REQUIRED WORK. Put the lines of the listing into a numbered list, starting with the line that contains "the thumb, written" and going on through the line that contains "x=473 y=769", both included. Include only those lines and leave out any blank lines.

◇ ◇ ◇ ◇ ◇ ◇ ◇

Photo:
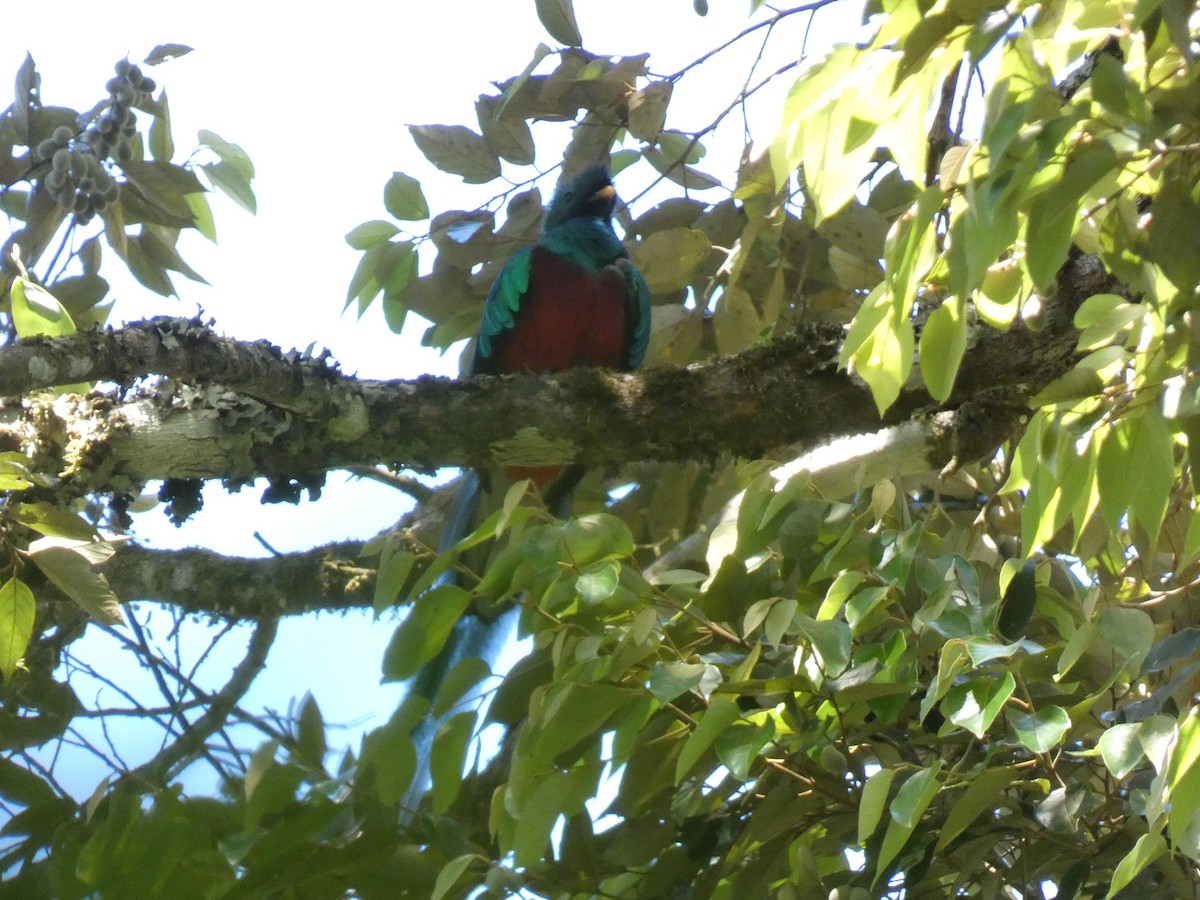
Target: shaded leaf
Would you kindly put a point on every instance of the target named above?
(403, 198)
(558, 18)
(424, 631)
(459, 150)
(17, 612)
(35, 311)
(71, 571)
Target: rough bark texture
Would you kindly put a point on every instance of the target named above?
(262, 412)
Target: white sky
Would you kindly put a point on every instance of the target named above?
(319, 97)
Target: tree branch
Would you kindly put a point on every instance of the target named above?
(261, 412)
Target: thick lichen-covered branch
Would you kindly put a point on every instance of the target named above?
(250, 409)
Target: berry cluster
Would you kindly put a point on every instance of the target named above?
(78, 180)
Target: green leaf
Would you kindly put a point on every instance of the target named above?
(1054, 214)
(231, 180)
(71, 571)
(1147, 849)
(202, 214)
(1017, 606)
(162, 145)
(1129, 633)
(424, 631)
(451, 873)
(832, 642)
(18, 784)
(17, 612)
(403, 198)
(976, 706)
(1183, 781)
(448, 759)
(1150, 484)
(508, 137)
(558, 18)
(574, 712)
(370, 234)
(875, 801)
(311, 733)
(1121, 749)
(538, 816)
(910, 804)
(228, 153)
(466, 675)
(667, 681)
(677, 172)
(598, 585)
(648, 111)
(669, 259)
(166, 52)
(54, 521)
(721, 713)
(393, 574)
(459, 150)
(1041, 731)
(35, 311)
(915, 796)
(739, 745)
(736, 322)
(979, 797)
(942, 345)
(1102, 317)
(594, 538)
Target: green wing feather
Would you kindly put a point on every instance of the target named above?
(502, 304)
(637, 315)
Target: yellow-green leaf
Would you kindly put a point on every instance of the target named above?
(17, 611)
(35, 311)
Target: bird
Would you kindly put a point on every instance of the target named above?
(574, 298)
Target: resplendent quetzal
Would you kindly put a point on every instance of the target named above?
(574, 298)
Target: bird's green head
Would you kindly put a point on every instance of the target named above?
(589, 195)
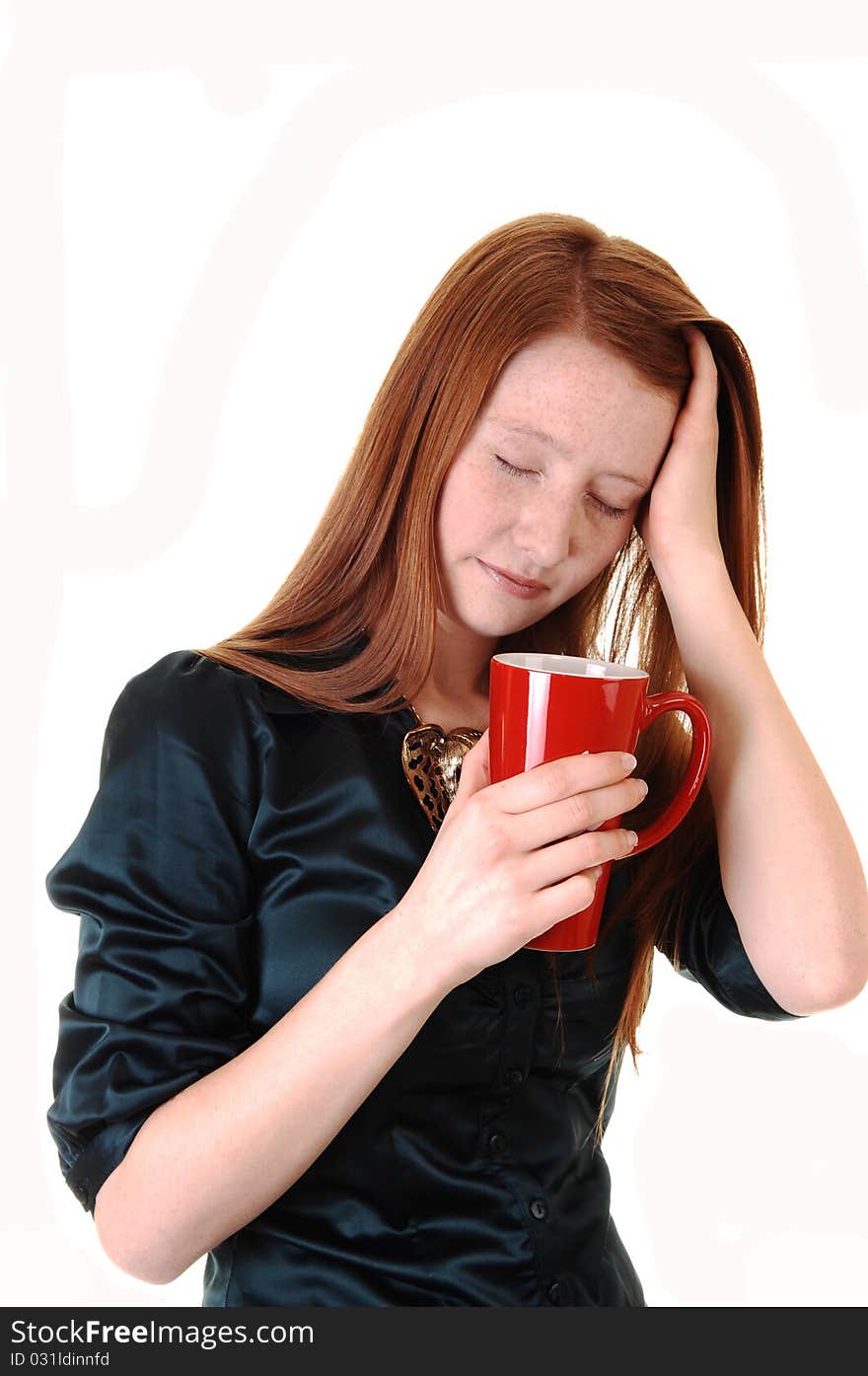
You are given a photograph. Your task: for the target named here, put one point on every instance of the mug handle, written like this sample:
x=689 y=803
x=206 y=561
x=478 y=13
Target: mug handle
x=694 y=772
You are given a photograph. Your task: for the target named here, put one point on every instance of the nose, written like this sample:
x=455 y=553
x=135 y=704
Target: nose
x=546 y=536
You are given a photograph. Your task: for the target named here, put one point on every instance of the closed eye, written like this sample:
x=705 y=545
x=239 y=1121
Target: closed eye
x=613 y=512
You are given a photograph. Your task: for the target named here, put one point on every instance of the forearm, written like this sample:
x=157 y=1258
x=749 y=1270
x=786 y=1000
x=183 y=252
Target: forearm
x=791 y=871
x=222 y=1150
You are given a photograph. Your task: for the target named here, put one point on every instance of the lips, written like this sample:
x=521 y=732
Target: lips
x=523 y=582
x=509 y=584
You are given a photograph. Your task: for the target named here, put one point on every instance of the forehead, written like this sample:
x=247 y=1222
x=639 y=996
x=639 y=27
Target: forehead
x=588 y=402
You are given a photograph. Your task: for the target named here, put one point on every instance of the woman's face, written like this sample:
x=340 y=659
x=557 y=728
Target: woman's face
x=568 y=511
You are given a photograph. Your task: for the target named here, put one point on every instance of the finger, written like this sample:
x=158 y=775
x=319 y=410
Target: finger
x=561 y=861
x=557 y=779
x=579 y=814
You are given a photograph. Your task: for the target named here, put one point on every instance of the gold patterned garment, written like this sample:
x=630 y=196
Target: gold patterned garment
x=432 y=761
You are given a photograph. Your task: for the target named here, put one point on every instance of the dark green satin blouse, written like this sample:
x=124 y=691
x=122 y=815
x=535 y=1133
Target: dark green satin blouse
x=240 y=841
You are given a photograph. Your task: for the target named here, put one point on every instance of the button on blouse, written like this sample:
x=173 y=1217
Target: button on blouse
x=240 y=841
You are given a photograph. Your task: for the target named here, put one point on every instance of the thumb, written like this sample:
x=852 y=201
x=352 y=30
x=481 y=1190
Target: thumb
x=473 y=769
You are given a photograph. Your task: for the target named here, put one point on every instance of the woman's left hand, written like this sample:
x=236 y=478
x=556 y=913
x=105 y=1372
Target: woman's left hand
x=677 y=519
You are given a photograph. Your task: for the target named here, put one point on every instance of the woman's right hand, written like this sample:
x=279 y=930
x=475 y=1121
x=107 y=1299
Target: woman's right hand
x=513 y=857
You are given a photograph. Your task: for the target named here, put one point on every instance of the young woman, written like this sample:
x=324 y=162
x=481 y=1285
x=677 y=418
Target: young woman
x=306 y=1035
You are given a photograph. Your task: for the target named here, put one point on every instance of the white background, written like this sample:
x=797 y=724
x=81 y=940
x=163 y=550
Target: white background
x=219 y=223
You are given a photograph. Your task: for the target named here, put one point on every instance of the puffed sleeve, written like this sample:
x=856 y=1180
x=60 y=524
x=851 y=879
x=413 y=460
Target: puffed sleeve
x=711 y=953
x=161 y=881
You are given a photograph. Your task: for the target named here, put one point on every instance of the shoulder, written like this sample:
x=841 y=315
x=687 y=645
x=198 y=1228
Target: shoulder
x=187 y=689
x=183 y=716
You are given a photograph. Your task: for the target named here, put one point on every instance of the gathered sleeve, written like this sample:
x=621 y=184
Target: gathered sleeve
x=160 y=877
x=711 y=953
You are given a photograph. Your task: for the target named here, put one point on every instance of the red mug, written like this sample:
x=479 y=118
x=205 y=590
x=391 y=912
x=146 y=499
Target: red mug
x=546 y=706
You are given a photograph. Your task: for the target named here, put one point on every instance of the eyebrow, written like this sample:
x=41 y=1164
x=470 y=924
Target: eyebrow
x=549 y=439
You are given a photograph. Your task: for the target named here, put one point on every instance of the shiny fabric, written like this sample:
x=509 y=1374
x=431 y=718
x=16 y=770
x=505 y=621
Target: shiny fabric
x=240 y=841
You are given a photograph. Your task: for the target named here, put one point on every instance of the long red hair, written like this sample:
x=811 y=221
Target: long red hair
x=368 y=575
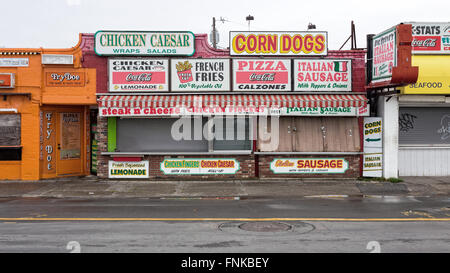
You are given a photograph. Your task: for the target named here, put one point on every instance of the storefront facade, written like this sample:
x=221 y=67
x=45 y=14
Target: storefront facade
x=424 y=107
x=44 y=113
x=188 y=111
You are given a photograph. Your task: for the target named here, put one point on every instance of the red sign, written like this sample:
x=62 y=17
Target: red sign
x=261 y=75
x=426 y=43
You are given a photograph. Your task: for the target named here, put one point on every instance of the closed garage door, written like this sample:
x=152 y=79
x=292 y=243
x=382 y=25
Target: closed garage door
x=424 y=140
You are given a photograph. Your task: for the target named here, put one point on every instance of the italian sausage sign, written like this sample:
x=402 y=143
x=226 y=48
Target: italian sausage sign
x=261 y=75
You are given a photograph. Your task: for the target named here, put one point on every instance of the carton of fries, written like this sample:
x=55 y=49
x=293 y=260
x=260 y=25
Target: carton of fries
x=184 y=71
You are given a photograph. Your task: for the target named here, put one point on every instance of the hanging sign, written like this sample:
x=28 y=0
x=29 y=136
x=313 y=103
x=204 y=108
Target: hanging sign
x=144 y=43
x=308 y=165
x=63 y=79
x=373 y=136
x=299 y=43
x=373 y=162
x=261 y=75
x=206 y=166
x=200 y=74
x=384 y=55
x=14 y=62
x=431 y=38
x=138 y=75
x=124 y=169
x=323 y=75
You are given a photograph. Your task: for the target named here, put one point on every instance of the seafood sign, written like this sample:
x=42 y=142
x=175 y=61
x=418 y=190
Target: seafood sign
x=138 y=75
x=206 y=166
x=308 y=165
x=200 y=75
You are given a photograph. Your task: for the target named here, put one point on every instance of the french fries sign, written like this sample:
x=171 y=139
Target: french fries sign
x=307 y=43
x=200 y=74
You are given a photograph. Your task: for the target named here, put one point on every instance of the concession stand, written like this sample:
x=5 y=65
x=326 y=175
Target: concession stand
x=276 y=104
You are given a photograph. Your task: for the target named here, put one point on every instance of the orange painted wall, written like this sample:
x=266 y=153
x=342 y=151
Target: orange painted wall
x=31 y=80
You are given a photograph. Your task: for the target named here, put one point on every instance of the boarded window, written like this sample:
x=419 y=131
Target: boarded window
x=10 y=130
x=313 y=134
x=424 y=125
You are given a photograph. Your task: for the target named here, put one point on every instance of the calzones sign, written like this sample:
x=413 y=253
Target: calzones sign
x=261 y=75
x=200 y=74
x=144 y=43
x=140 y=75
x=306 y=43
x=323 y=75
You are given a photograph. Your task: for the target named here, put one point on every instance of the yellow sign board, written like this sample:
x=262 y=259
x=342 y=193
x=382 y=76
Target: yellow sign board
x=434 y=75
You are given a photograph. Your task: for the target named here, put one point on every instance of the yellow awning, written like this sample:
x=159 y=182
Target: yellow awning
x=434 y=75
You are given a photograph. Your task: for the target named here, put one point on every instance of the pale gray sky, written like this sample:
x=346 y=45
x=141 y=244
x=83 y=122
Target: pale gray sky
x=56 y=23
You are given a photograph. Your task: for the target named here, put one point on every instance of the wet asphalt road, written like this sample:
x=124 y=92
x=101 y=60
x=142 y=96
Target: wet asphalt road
x=174 y=234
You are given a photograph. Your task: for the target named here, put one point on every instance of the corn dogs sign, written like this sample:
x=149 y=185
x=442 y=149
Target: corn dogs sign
x=307 y=43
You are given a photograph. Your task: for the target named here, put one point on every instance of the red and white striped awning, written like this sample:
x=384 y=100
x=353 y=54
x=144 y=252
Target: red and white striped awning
x=275 y=100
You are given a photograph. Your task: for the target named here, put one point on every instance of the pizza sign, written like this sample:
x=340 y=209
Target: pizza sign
x=261 y=75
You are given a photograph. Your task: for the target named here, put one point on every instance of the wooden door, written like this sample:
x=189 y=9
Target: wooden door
x=69 y=142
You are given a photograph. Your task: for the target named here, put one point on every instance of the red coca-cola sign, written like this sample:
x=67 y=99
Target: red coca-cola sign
x=426 y=43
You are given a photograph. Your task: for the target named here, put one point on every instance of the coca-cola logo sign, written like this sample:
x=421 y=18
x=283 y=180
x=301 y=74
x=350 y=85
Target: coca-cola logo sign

◇ ◇ ◇ ◇ ◇ ◇ ◇

RESPONSE TO THE EXERCISE.
1. You are given a photograph. Your task: for the target named here, put one point on every instance of the thumb, written like this sample:
2. x=852 y=201
3. x=352 y=30
4. x=481 y=1190
5. Target: thumb
6. x=473 y=769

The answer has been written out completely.